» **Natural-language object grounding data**

━━━━━━━━━━━━━━━━━━━━━━━━━━━━━━

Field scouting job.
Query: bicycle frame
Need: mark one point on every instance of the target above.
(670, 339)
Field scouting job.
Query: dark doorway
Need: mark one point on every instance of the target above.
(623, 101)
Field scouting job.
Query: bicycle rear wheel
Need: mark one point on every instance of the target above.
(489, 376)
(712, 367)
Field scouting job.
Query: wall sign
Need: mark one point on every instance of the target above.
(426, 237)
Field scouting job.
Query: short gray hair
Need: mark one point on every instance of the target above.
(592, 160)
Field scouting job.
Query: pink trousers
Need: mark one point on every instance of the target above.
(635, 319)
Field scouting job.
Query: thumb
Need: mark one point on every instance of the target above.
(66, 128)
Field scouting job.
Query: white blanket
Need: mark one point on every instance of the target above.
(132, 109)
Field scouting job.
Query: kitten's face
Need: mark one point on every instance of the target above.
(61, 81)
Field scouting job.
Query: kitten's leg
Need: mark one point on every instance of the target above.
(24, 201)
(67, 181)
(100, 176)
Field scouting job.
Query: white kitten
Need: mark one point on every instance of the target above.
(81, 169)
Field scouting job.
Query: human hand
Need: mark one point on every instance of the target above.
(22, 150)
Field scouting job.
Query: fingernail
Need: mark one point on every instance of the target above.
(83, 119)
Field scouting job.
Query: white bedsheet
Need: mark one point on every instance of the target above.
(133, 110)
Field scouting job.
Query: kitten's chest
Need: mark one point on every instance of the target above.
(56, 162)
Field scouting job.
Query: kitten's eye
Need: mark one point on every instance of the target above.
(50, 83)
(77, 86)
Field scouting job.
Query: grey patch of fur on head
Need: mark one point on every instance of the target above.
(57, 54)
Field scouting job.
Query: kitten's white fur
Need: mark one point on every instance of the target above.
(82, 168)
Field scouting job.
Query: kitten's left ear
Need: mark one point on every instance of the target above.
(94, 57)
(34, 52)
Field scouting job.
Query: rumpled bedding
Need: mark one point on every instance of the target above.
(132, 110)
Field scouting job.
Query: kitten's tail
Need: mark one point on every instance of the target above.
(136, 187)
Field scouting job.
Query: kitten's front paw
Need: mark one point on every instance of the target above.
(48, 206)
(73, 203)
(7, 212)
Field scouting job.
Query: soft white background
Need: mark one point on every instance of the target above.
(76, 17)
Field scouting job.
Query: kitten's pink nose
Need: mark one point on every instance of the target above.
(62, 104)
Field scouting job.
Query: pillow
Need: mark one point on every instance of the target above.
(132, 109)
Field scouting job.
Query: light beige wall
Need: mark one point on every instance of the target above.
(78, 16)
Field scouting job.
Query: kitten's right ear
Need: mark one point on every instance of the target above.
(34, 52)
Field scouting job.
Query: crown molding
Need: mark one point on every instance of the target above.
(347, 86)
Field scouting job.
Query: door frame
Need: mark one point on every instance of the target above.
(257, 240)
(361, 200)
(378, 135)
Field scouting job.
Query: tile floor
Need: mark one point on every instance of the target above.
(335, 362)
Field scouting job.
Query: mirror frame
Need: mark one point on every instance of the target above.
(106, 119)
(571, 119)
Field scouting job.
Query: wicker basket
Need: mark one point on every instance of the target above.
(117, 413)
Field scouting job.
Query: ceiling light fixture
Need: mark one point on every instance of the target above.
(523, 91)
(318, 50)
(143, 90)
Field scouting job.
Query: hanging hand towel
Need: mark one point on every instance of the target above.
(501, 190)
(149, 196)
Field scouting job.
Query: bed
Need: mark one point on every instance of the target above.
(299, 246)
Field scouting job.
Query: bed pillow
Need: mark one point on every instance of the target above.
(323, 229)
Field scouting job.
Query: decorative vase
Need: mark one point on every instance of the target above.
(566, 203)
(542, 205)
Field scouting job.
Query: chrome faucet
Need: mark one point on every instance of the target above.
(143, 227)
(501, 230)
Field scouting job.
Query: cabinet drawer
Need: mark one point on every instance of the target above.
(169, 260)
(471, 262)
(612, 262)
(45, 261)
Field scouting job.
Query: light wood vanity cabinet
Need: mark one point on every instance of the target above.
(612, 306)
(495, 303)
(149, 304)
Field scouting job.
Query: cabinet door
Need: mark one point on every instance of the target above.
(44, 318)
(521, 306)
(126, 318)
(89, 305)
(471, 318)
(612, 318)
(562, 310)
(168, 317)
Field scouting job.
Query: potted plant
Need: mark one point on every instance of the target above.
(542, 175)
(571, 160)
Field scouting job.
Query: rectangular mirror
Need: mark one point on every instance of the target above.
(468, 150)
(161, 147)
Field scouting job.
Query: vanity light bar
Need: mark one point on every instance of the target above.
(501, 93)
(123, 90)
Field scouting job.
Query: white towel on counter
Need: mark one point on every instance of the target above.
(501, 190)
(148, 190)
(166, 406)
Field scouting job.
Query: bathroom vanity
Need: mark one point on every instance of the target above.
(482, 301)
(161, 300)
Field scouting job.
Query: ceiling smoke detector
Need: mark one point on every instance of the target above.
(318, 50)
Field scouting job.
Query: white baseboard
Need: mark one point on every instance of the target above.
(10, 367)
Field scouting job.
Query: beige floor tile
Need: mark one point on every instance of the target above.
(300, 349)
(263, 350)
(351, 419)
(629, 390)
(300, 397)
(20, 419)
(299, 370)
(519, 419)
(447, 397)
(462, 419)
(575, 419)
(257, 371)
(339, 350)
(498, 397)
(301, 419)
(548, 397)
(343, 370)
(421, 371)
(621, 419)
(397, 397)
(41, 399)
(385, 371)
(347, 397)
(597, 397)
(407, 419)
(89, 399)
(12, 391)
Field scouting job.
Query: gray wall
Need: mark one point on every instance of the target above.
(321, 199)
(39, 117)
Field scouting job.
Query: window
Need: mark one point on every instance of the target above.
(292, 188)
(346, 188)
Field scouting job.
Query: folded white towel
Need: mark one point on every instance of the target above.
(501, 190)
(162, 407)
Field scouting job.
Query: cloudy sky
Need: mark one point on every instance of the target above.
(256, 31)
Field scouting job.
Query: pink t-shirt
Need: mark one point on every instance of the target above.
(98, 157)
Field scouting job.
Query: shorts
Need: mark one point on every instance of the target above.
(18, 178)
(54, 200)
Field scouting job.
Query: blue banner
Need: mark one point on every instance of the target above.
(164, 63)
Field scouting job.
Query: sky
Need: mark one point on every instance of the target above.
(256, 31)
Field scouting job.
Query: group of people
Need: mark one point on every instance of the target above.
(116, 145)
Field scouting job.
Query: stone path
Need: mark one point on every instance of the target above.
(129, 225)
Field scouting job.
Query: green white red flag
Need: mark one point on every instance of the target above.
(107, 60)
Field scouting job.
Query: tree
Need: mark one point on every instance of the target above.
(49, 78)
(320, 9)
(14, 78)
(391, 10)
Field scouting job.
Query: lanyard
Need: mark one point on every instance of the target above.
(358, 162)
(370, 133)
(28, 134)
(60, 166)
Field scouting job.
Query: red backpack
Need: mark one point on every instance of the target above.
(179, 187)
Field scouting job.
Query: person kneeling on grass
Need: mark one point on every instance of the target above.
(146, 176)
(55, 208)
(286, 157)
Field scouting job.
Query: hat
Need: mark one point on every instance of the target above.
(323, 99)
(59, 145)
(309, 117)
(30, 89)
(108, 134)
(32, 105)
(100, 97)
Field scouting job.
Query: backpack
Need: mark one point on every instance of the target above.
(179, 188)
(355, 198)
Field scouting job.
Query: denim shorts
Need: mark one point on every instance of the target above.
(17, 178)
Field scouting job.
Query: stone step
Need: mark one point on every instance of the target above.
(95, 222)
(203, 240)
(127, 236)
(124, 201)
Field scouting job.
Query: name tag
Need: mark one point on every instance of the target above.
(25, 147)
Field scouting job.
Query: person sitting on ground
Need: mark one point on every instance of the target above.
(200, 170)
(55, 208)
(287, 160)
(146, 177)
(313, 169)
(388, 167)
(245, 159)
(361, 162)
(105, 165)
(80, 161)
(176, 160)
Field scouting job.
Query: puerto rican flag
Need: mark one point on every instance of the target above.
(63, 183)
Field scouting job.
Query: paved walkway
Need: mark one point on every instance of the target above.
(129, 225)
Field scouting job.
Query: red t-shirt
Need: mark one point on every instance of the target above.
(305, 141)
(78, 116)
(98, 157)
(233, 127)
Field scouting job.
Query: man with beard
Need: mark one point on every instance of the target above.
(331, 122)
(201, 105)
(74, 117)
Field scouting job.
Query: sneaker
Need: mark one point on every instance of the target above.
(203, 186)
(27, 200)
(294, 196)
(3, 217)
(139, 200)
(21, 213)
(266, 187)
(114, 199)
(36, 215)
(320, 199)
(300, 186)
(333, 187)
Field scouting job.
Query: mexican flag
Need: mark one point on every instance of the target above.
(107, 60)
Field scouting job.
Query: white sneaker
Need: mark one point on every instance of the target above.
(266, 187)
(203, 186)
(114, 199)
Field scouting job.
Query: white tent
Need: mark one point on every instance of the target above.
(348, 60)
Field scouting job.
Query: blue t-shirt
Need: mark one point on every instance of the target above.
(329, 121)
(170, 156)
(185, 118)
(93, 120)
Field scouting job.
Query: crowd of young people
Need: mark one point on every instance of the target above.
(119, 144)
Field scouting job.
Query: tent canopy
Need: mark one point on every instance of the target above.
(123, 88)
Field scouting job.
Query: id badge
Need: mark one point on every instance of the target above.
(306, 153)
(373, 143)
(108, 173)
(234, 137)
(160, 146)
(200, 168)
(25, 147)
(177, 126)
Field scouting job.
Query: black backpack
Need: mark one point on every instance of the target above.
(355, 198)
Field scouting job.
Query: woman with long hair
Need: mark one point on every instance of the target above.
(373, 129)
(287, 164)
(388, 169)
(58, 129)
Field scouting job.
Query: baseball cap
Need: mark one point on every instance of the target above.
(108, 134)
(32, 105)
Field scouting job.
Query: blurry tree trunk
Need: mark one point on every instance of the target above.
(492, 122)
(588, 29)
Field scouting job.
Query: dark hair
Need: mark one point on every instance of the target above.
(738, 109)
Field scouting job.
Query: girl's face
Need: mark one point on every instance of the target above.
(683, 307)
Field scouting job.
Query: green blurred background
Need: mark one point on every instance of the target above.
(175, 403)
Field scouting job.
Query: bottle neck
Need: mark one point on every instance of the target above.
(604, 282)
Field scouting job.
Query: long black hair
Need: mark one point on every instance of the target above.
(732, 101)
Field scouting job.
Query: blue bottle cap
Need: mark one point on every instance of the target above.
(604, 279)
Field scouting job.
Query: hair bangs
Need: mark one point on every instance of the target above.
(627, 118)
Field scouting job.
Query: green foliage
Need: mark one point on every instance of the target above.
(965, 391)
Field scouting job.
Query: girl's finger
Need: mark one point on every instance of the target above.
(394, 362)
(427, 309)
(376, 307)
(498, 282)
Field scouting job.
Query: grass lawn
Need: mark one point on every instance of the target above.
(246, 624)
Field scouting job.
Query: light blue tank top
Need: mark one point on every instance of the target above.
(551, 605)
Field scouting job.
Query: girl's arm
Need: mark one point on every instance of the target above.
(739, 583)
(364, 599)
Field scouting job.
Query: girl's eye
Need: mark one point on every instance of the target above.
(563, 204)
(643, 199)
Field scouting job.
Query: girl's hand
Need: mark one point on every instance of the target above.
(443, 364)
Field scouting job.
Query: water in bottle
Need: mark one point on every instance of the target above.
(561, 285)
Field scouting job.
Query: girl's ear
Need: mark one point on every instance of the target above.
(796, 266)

━━━━━━━━━━━━━━━━━━━━━━━━━━━━━━

» **Work task**
Filter the data above, keeping only lines that include the string "wall".

» **Solution below**
Query: wall sign
Query: light beige wall
Query: gray wall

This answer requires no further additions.